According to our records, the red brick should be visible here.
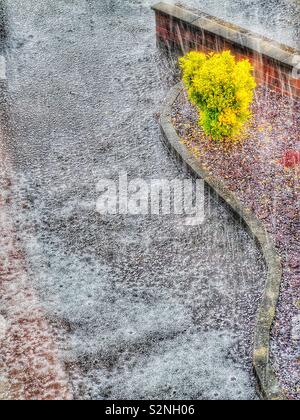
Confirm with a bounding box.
[288,76,300,90]
[156,27,170,43]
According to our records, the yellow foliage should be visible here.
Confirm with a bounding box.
[179,51,256,141]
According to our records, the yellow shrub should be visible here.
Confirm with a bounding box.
[179,51,256,141]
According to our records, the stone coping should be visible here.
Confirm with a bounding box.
[152,2,299,68]
[160,82,285,401]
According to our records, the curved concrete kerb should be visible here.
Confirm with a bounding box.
[160,83,285,401]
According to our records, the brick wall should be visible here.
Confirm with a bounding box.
[152,2,300,99]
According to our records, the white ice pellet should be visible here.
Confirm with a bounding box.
[291,316,300,341]
[0,316,7,340]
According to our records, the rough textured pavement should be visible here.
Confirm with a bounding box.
[0,0,269,400]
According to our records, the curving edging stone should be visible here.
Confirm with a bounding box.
[160,82,285,401]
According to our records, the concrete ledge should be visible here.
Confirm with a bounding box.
[152,2,200,24]
[160,82,285,400]
[152,2,300,98]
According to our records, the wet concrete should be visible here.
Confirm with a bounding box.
[0,0,270,400]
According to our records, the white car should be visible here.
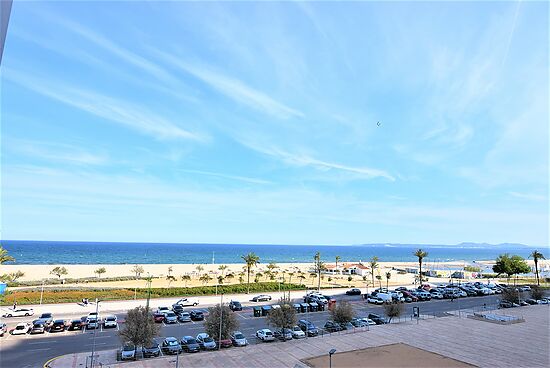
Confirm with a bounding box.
[103,315,118,328]
[2,308,34,318]
[359,318,377,326]
[256,328,275,342]
[176,298,199,306]
[291,325,306,339]
[11,322,31,335]
[367,296,384,305]
[431,292,444,299]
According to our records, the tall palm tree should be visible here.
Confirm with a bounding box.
[385,271,391,289]
[241,253,260,294]
[414,249,428,285]
[335,255,341,272]
[529,250,545,286]
[314,252,324,291]
[0,246,15,264]
[218,265,228,277]
[369,256,379,288]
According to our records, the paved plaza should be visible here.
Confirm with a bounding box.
[49,305,549,368]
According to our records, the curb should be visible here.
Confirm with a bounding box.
[43,355,62,368]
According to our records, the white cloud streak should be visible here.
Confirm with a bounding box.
[152,49,304,119]
[179,169,272,185]
[5,69,203,141]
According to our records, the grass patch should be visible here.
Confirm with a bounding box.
[1,282,306,305]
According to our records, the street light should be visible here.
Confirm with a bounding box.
[329,348,337,368]
[90,298,100,368]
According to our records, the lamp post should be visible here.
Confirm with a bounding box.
[145,273,152,311]
[329,348,336,368]
[90,298,100,368]
[218,293,224,350]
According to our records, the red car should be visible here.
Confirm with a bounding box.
[217,339,233,348]
[402,291,418,302]
[153,313,165,323]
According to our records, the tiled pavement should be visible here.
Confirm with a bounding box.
[49,305,549,368]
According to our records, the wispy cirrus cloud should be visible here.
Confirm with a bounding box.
[5,69,204,141]
[508,192,547,202]
[239,138,395,181]
[152,49,304,119]
[179,169,272,185]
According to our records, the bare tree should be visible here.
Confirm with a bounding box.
[330,300,354,324]
[383,303,404,323]
[204,304,239,344]
[131,265,144,279]
[119,306,160,354]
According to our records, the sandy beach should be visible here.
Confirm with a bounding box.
[0,260,500,289]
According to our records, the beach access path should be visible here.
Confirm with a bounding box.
[47,304,549,368]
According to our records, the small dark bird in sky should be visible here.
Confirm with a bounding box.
[377,121,381,127]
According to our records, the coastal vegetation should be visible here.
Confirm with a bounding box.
[414,249,428,283]
[50,266,68,279]
[241,252,260,294]
[94,267,107,278]
[463,265,482,272]
[369,256,378,288]
[0,281,305,305]
[131,265,144,279]
[383,302,404,323]
[313,252,324,291]
[529,250,545,286]
[0,245,15,264]
[492,254,530,284]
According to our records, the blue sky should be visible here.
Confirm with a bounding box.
[1,1,548,246]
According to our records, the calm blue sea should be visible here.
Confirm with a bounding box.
[0,240,534,265]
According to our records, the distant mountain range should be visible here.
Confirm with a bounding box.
[357,242,535,249]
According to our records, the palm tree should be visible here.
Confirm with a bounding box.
[181,275,191,287]
[529,250,546,286]
[335,255,341,271]
[369,256,379,288]
[375,275,382,289]
[218,265,228,277]
[167,266,173,276]
[166,275,176,287]
[314,252,324,291]
[0,246,15,264]
[195,265,204,278]
[414,249,428,285]
[288,272,295,284]
[385,271,391,289]
[199,274,212,285]
[242,253,260,293]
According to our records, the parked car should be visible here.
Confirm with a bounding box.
[120,344,136,361]
[350,318,368,327]
[11,322,31,335]
[0,323,7,337]
[153,312,165,323]
[157,306,170,314]
[196,333,217,350]
[373,293,393,304]
[431,291,444,299]
[180,336,201,353]
[229,300,243,311]
[324,321,343,332]
[68,319,84,331]
[39,313,54,328]
[142,339,161,358]
[367,295,384,304]
[164,312,178,324]
[256,328,275,342]
[525,299,538,305]
[86,317,99,330]
[30,321,46,334]
[230,331,248,347]
[346,288,362,296]
[368,313,388,325]
[358,317,377,326]
[161,337,182,355]
[50,319,66,332]
[395,287,408,292]
[252,295,272,302]
[416,291,432,301]
[217,338,233,348]
[499,301,514,308]
[340,321,355,330]
[172,304,184,314]
[304,294,328,304]
[190,310,204,321]
[274,328,293,340]
[538,298,549,304]
[177,312,192,323]
[402,291,419,302]
[176,297,199,306]
[297,319,319,336]
[284,325,304,339]
[103,315,118,328]
[519,300,529,306]
[519,286,531,292]
[2,308,34,318]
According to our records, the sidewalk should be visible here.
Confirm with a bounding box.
[48,305,549,368]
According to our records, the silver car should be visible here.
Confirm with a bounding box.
[230,331,248,347]
[196,333,217,350]
[164,312,177,324]
[120,344,136,361]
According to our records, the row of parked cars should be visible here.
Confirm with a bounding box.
[4,311,119,336]
[120,331,249,361]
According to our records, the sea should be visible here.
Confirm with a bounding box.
[0,240,536,266]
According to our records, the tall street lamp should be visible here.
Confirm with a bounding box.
[329,348,336,368]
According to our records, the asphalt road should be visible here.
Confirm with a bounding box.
[0,293,503,368]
#####
Count the lines in the data where "white" occurs. Report the number only.

Solution to the exercise:
3